[Start of Attachment]

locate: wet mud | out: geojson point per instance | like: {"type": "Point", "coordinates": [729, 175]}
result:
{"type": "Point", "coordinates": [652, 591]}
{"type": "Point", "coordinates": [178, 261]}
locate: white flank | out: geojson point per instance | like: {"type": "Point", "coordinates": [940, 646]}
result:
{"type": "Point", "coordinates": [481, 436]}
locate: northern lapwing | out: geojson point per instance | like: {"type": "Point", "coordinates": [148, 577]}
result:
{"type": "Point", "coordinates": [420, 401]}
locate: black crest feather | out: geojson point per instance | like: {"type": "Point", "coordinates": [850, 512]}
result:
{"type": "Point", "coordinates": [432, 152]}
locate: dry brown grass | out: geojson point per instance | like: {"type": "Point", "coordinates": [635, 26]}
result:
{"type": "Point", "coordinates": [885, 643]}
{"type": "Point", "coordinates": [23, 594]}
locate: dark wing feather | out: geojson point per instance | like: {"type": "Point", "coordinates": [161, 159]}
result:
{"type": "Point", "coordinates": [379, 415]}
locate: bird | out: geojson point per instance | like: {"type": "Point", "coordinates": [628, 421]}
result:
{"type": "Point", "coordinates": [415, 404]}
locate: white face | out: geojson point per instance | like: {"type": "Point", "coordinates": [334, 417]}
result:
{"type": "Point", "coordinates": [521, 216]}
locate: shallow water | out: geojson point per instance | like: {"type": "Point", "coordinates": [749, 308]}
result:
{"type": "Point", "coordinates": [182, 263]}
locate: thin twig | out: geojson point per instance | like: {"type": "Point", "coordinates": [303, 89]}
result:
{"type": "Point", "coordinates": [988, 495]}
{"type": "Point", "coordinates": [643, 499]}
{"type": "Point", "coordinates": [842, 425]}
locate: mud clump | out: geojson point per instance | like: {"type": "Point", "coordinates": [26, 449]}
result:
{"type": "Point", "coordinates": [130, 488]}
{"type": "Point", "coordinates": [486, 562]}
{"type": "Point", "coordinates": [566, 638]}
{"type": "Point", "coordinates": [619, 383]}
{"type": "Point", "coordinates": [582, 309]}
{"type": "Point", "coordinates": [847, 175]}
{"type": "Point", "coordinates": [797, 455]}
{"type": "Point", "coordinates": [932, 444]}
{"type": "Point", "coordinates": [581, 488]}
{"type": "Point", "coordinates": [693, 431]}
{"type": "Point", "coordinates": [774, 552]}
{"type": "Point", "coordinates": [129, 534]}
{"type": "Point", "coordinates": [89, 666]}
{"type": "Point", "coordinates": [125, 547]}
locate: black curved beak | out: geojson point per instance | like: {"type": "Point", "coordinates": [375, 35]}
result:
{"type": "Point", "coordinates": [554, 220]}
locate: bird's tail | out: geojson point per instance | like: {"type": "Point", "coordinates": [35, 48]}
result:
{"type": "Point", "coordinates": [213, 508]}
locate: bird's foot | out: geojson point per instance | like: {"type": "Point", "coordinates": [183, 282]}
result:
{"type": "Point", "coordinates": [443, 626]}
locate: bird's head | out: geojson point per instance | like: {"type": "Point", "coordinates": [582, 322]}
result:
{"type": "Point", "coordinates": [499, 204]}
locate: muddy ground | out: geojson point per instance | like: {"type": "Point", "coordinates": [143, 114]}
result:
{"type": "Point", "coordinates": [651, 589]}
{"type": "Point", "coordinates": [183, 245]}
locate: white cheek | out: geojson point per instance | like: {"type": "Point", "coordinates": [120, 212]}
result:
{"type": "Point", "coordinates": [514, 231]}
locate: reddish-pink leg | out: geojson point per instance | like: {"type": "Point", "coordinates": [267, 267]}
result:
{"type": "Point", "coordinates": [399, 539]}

[End of Attachment]

*TASK DETAILS:*
Look back at the entries above and repeat, unchanged, every line from the line holding "locate: bird |" through the line holding "locate: mud clump".

*ANSWER TO THIS TASK:*
locate: bird | out: geojson point per instance | like: {"type": "Point", "coordinates": [628, 421]}
result:
{"type": "Point", "coordinates": [415, 404]}
locate: white face | out: geojson point per instance | like: {"type": "Point", "coordinates": [334, 417]}
result:
{"type": "Point", "coordinates": [521, 216]}
locate: shallow water | out: geojson point per instance | like: {"type": "Point", "coordinates": [749, 308]}
result:
{"type": "Point", "coordinates": [182, 263]}
locate: thin twig | out: geojson point per instance | like: {"type": "Point", "coordinates": [303, 89]}
result:
{"type": "Point", "coordinates": [988, 495]}
{"type": "Point", "coordinates": [643, 499]}
{"type": "Point", "coordinates": [842, 425]}
locate: mud clump | out: geojson point per instance | like: {"type": "Point", "coordinates": [26, 449]}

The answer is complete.